**EXERCISE INSTRUCTIONS**
#1 Reproduce everything in the tree frog thread from "## Master_Of_Darkness (Sep" down to "are amazing too...", changing "soil" to "moss".
#2 Carry on the forum thread about big eyed tree frogs from the point where it stops.

**PAGE EXCERPT**
# Does anyone own a big eyed tree frog?



## freekygeeky (May 25, 2007)

as the title says?


----------



## sam316 (Mar 21, 2007)

how big is big? i have 2 but i would class them as medium. why d'you ask?


----------



## redeyedanny (Feb 16, 2007)

big eyed as in big EYES, i think FG meant! lol


----------



## freekygeeky (May 25, 2007)

redeyedanny said:


> big eyed as in big EYES, i think FG meant! lol


hehe its just we saw some on a website and they looked amazing!!! theer was also a milk frog which was amazingly cute!


----------



## monitorfan666 (Feb 15, 2007)

theres some milk frogs at my local
they are pretty cool arent they lol:smile:
:grin1:


----------



## freekygeeky (May 25, 2007)

hehe so so so sso so sweet!


----------



## Rsmith4040 (Oct 9, 2007)

I have 2 big eyed tree frogs. They are extremely cute to look at, and very interesting to observe. The male calls every night, and is quite active, but the female often buries herself in soil for a few days at a time. If you keep them be sure to keep them with some soil as they love to burrow. One of the best looking tree frogs, in my opinion.


----------



## Master_Of_Darkness (Sep 18, 2007)

Rsmith4040 said:


> I have 2 big eyed tree frogs. They are extremely cute to look at, and very interesting to observe. The male calls every night, and is quite active, but the female often buries herself in soil for a few days at a time. If you keep them be sure to keep them with some soil as they love to burrow. One of the best looking tree frogs, in my opinion.



they are impressive, I have to admit! and the milk frogs are amazing too... 

this is a great photo of some amazing frogs...

**EXTRACTED MATERIAL**
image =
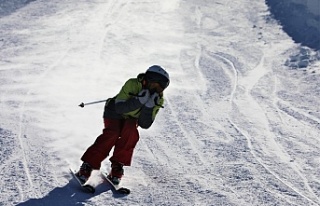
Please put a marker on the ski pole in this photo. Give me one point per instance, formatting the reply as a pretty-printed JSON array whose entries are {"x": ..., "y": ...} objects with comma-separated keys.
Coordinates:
[{"x": 88, "y": 103}]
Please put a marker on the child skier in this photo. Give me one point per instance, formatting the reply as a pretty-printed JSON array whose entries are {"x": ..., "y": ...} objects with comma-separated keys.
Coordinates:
[{"x": 137, "y": 104}]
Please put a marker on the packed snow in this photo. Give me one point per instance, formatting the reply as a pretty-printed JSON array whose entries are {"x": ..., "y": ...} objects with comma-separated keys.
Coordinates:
[{"x": 241, "y": 121}]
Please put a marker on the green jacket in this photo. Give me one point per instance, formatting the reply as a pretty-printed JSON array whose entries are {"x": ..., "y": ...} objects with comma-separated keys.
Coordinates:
[{"x": 126, "y": 104}]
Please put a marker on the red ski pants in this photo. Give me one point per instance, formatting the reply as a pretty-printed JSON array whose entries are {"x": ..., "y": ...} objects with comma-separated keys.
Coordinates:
[{"x": 122, "y": 134}]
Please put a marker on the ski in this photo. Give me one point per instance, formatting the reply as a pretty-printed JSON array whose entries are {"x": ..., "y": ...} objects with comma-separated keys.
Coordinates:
[
  {"x": 118, "y": 188},
  {"x": 86, "y": 187}
]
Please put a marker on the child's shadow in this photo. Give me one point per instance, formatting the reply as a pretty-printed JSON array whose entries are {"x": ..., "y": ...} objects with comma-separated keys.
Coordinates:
[{"x": 70, "y": 194}]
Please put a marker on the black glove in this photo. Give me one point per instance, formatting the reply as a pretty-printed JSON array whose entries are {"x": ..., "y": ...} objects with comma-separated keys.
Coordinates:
[
  {"x": 153, "y": 100},
  {"x": 143, "y": 96}
]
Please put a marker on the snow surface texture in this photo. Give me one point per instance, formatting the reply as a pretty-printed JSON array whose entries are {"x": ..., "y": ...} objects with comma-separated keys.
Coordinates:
[{"x": 238, "y": 128}]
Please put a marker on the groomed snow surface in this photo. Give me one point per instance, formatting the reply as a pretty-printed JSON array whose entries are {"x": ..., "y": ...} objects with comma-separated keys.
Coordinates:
[{"x": 238, "y": 128}]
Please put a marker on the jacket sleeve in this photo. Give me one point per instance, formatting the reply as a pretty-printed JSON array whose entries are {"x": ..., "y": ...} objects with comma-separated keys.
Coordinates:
[{"x": 124, "y": 101}]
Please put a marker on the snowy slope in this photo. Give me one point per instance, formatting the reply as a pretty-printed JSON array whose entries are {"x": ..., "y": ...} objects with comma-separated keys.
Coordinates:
[{"x": 238, "y": 127}]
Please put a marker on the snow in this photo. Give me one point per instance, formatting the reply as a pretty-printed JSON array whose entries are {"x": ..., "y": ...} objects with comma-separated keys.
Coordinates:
[{"x": 239, "y": 126}]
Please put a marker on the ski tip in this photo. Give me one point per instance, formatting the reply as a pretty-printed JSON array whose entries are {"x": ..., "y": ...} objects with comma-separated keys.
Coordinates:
[
  {"x": 89, "y": 188},
  {"x": 81, "y": 105},
  {"x": 124, "y": 191}
]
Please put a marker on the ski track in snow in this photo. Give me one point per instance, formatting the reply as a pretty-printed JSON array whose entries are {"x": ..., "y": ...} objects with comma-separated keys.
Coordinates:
[{"x": 234, "y": 130}]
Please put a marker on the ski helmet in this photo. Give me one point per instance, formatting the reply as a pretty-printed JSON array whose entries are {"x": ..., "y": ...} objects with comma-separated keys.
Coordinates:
[{"x": 157, "y": 74}]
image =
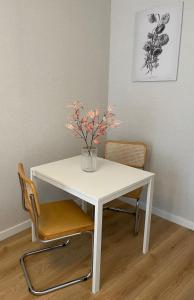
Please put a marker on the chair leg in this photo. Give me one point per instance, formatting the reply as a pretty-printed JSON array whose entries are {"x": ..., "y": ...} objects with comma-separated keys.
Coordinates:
[
  {"x": 137, "y": 218},
  {"x": 55, "y": 287}
]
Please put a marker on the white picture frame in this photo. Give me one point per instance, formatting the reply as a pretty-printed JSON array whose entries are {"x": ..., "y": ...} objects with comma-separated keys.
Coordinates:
[{"x": 157, "y": 43}]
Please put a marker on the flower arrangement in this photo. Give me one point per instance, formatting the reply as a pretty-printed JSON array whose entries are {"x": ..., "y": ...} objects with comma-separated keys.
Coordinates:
[
  {"x": 156, "y": 40},
  {"x": 92, "y": 125}
]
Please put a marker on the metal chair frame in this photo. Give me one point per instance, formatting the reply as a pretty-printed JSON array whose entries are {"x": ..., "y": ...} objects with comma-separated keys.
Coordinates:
[
  {"x": 135, "y": 212},
  {"x": 49, "y": 248}
]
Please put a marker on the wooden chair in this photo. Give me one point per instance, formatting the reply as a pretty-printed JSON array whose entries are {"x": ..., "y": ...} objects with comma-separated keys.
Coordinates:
[
  {"x": 132, "y": 154},
  {"x": 53, "y": 222}
]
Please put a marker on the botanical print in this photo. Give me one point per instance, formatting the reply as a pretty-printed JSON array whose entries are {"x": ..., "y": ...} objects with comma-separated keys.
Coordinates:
[
  {"x": 155, "y": 41},
  {"x": 157, "y": 32}
]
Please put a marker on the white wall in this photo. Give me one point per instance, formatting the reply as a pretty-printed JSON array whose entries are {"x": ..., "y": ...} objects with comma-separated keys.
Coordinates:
[
  {"x": 160, "y": 113},
  {"x": 51, "y": 52}
]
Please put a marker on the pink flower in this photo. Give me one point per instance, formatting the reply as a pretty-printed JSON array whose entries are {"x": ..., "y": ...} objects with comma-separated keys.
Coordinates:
[
  {"x": 90, "y": 126},
  {"x": 97, "y": 112},
  {"x": 91, "y": 114},
  {"x": 96, "y": 141},
  {"x": 70, "y": 126}
]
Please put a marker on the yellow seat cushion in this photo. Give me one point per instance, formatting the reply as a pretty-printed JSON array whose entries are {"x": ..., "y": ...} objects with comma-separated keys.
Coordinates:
[
  {"x": 61, "y": 218},
  {"x": 134, "y": 194}
]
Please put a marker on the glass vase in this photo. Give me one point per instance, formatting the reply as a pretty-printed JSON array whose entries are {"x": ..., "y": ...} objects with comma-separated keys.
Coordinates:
[{"x": 89, "y": 159}]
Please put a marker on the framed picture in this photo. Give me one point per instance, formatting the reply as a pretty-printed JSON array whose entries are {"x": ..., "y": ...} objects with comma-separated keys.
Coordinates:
[{"x": 157, "y": 42}]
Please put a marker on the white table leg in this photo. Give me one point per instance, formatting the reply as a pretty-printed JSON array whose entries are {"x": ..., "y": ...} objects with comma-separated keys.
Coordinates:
[
  {"x": 32, "y": 224},
  {"x": 84, "y": 206},
  {"x": 148, "y": 215},
  {"x": 97, "y": 248}
]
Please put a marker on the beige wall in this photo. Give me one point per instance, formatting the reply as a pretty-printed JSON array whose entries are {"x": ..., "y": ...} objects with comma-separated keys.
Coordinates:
[
  {"x": 159, "y": 113},
  {"x": 51, "y": 53}
]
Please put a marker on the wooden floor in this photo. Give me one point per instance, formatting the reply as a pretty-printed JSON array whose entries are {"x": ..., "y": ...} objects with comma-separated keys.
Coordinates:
[{"x": 166, "y": 272}]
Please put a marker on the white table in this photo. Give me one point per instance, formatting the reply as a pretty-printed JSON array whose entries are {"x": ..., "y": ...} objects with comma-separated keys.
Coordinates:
[{"x": 111, "y": 180}]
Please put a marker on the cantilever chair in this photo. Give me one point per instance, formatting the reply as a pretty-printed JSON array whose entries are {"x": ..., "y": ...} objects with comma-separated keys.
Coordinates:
[
  {"x": 132, "y": 154},
  {"x": 53, "y": 222}
]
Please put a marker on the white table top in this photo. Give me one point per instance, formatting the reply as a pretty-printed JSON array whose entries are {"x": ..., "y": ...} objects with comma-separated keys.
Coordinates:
[{"x": 111, "y": 179}]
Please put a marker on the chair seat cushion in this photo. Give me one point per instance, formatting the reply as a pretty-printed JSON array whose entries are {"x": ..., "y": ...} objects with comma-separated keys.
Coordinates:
[{"x": 61, "y": 218}]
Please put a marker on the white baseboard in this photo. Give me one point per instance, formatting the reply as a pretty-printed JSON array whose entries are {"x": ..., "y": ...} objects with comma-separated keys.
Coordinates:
[
  {"x": 164, "y": 214},
  {"x": 15, "y": 229}
]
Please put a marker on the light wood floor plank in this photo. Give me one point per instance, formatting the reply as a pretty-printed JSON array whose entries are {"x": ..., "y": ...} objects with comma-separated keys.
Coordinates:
[{"x": 165, "y": 273}]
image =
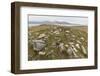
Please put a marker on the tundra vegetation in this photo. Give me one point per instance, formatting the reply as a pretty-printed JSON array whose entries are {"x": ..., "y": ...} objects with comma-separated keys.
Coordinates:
[{"x": 49, "y": 42}]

**TASK-BY-TASK RESULTS**
#1
## Master_Of_Darkness (Sep 18, 2007)

Rsmith4040 said:


> I have 2 big eyed tree frogs. They are extremely cute to look at, and very interesting to observe. The male calls every night, and is quite active, but the female often buries herself in moss for a few days at a time. If you keep them be sure to keep them with some moss as they love to burrow. One of the best looking tree frogs, in my opinion.



they are impressive, I have to admit! and the milk frogs are amazing too...

#2
(disclaimer: he just got these frogs and knows not to handle them under normal circumstances, but was putting them into their new vivs)


----------



## sami (Oct 23, 2006)

we have a pair of big eyed/vermiculated tree frogs, very interesting, lots of calling and the male is very active and our female buries herself a lot too.










Mason


----------



## HABU (Mar 21, 2007)

i thought they all had big eyes???:grin1:


----------



## exopet (Apr 20, 2007)

just out of curiosity, how much do milk frogs sell for?


----------



## freekygeeky (May 25, 2007)

i didnt know you had them!!!!!!!!!!! unfair!!! tell sami that mr lister isnt really getting any better *cries*


quixotic_axolotl said:


> we have a pair of big eyed/vermiculated tree frogs, very interesting, lots of calling and the male is very active and our female buries herself a lot too.
> 
> 
> 
> ...


----------



## Art_Gecko101 (May 6, 2006)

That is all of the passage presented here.